### Work instructions
Rescale the entries from their beginning through the line holding "M 96 69 L 98 91 L 114 91 L 114 68 L 100 67 Z", inclusive, by repeating every line, requests included, with each coordinate in the path answers multiplied by 1.9 and rounded to a whole number, halves going up. Leave the pictures out of your answer.

### Extracted material
## Start
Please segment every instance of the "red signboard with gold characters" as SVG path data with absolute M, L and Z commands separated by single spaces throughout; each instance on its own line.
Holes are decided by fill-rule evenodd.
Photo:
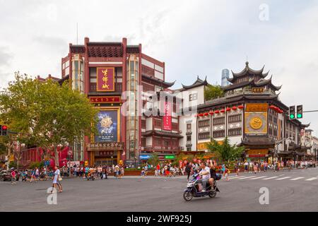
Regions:
M 96 69 L 98 91 L 114 91 L 114 68 L 100 67 Z

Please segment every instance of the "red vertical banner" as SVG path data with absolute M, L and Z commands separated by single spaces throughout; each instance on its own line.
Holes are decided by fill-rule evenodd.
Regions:
M 114 68 L 97 68 L 98 91 L 114 91 Z
M 171 123 L 171 103 L 166 101 L 165 102 L 165 116 L 163 117 L 163 129 L 172 131 L 172 123 Z

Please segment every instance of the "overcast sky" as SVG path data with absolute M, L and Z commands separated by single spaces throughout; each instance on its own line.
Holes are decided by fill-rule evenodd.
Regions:
M 268 13 L 266 13 L 268 12 Z M 69 43 L 142 44 L 165 62 L 173 88 L 196 76 L 220 83 L 223 69 L 249 66 L 283 85 L 281 100 L 318 109 L 318 1 L 0 0 L 0 87 L 19 71 L 60 78 Z M 318 131 L 318 112 L 304 114 Z

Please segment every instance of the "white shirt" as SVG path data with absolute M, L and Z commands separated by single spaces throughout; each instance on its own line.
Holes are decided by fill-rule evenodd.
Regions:
M 210 168 L 208 167 L 206 167 L 204 169 L 201 170 L 200 174 L 202 174 L 204 172 L 208 172 L 208 174 L 202 175 L 202 179 L 209 179 L 211 177 L 210 175 Z

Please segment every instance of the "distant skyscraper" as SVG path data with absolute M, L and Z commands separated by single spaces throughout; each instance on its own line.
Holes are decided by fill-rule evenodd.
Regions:
M 230 82 L 228 81 L 228 78 L 230 78 L 230 71 L 228 71 L 228 69 L 223 69 L 221 86 L 226 86 L 228 85 L 230 85 Z

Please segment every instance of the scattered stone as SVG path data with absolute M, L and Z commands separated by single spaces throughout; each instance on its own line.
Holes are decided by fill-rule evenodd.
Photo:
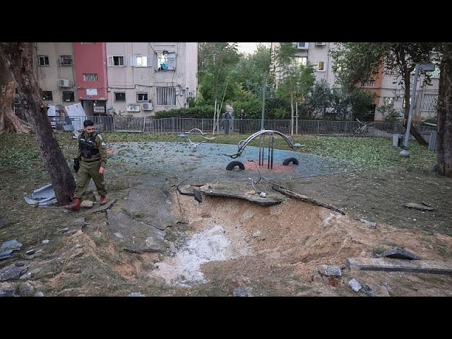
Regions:
M 34 254 L 32 254 L 31 256 L 26 256 L 25 259 L 30 260 L 30 259 L 35 258 L 37 256 L 41 256 L 43 253 L 44 253 L 44 251 L 42 249 L 38 249 L 37 251 L 36 251 L 36 253 L 35 253 Z
M 16 266 L 13 263 L 0 270 L 0 281 L 18 279 L 28 268 L 26 266 Z
M 35 294 L 35 289 L 30 282 L 22 282 L 19 285 L 19 295 L 20 297 L 32 297 Z
M 127 297 L 145 297 L 145 295 L 144 295 L 141 292 L 133 292 L 130 295 L 129 295 Z
M 367 220 L 366 219 L 361 219 L 361 222 L 366 224 L 369 228 L 373 230 L 376 229 L 376 222 L 372 222 L 371 221 Z
M 405 203 L 402 206 L 403 207 L 406 207 L 407 208 L 413 208 L 415 210 L 436 210 L 432 207 L 426 206 L 424 205 L 420 205 L 419 203 Z
M 358 280 L 357 280 L 355 278 L 352 279 L 350 281 L 348 282 L 348 285 L 355 292 L 358 292 L 359 290 L 362 288 L 362 285 L 359 283 Z
M 320 274 L 326 275 L 327 277 L 340 277 L 342 276 L 342 271 L 339 266 L 322 265 L 319 270 Z
M 250 297 L 246 290 L 241 287 L 234 288 L 232 295 L 234 297 Z
M 203 202 L 203 196 L 201 195 L 201 192 L 199 191 L 199 189 L 193 189 L 193 194 L 194 196 L 195 197 L 195 200 L 196 201 L 198 201 L 198 203 L 202 203 Z
M 364 292 L 369 297 L 378 297 L 378 295 L 375 294 L 370 286 L 366 284 L 362 285 L 362 292 Z
M 408 251 L 402 249 L 392 249 L 380 254 L 380 256 L 386 256 L 393 259 L 419 260 L 419 257 Z
M 14 290 L 2 290 L 0 291 L 0 297 L 14 297 Z
M 257 231 L 254 231 L 254 232 L 253 232 L 253 233 L 251 233 L 251 236 L 254 238 L 256 238 L 256 237 L 258 237 L 259 235 L 261 235 L 261 231 L 259 231 L 258 230 Z
M 23 274 L 22 275 L 20 275 L 20 278 L 19 278 L 19 279 L 20 279 L 21 280 L 28 280 L 30 278 L 31 278 L 31 273 L 27 272 L 25 274 Z
M 91 208 L 93 205 L 94 205 L 94 203 L 90 200 L 84 200 L 83 201 L 82 201 L 82 203 L 80 205 L 80 207 L 81 208 Z

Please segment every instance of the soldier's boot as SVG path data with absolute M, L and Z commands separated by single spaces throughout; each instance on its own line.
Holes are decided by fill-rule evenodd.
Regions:
M 66 210 L 80 210 L 80 206 L 81 205 L 81 203 L 82 199 L 75 198 L 73 199 L 73 201 L 72 201 L 72 203 L 71 205 L 66 205 L 66 206 L 64 206 L 64 208 L 66 208 Z

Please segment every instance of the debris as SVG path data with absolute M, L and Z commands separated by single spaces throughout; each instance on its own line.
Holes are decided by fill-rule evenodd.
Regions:
M 369 228 L 376 229 L 376 222 L 372 222 L 365 219 L 361 219 L 361 222 L 366 224 Z
M 10 258 L 13 251 L 18 251 L 21 246 L 22 244 L 16 239 L 4 242 L 0 247 L 0 260 Z
M 362 285 L 359 283 L 358 280 L 357 280 L 355 278 L 352 279 L 350 281 L 348 282 L 348 285 L 355 292 L 358 292 L 359 290 L 362 288 Z
M 392 249 L 380 254 L 380 256 L 393 259 L 419 260 L 419 257 L 408 251 L 402 249 Z
M 414 208 L 419 210 L 436 210 L 436 209 L 425 205 L 426 204 L 420 205 L 419 203 L 405 203 L 402 206 L 403 207 L 406 207 L 407 208 Z

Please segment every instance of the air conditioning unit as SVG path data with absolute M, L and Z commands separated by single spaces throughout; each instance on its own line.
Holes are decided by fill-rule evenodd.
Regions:
M 143 104 L 143 111 L 152 111 L 153 109 L 152 102 L 145 102 Z
M 58 79 L 58 87 L 71 87 L 72 81 L 67 79 Z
## End
### Finished answer
Please segment every instance of the "red signboard with gold characters" as SVG path data with absolute M, L and Z commands separated by single spaces throughout; each instance on its own line.
Holes are decided by fill-rule evenodd.
Photo:
Regions:
M 182 131 L 186 173 L 217 173 L 217 129 L 190 127 Z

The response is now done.